*Aim of the task*
Extract from the entries below, exactly as given, only the lines from the line containing "Query: beige button-up shirt" to the line containing "the man's leg.", both lines included.
****************************************
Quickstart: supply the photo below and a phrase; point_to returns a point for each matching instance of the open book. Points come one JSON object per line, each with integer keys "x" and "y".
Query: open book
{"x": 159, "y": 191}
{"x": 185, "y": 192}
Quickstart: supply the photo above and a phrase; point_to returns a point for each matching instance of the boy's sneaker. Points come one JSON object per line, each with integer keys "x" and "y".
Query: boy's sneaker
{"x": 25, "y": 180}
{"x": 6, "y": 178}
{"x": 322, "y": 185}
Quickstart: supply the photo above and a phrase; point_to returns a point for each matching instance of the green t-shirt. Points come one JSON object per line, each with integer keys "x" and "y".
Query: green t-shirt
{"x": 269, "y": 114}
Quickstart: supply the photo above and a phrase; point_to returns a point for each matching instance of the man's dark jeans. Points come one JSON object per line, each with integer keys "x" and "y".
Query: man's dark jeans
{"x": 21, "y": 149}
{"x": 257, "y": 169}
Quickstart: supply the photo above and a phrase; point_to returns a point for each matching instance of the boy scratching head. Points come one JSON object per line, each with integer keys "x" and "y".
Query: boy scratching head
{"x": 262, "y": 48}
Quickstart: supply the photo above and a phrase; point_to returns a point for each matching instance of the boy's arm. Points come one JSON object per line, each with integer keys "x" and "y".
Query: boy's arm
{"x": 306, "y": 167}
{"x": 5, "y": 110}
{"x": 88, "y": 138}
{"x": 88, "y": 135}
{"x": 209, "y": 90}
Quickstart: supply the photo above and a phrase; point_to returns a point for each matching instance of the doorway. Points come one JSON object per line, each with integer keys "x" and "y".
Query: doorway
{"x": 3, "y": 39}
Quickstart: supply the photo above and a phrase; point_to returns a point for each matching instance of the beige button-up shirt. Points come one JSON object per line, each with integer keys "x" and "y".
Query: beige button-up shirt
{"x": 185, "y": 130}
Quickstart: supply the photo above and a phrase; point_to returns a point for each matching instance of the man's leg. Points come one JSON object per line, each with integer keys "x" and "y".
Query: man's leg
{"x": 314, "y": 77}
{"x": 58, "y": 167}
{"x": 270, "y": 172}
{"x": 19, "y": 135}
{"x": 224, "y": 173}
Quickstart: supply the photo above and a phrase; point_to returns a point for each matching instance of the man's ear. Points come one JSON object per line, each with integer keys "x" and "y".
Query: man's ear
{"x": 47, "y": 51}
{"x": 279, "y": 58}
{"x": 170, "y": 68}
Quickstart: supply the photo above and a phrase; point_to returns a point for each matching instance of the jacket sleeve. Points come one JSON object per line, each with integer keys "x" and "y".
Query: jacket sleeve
****************************************
*The completed task*
Query: beige button-up shirt
{"x": 185, "y": 130}
Quickstart: supply the photo above and a phrase; point_to returns a point for each matching instance of the man's leg. Points come one JSON object per line, each with integer keys "x" and "y".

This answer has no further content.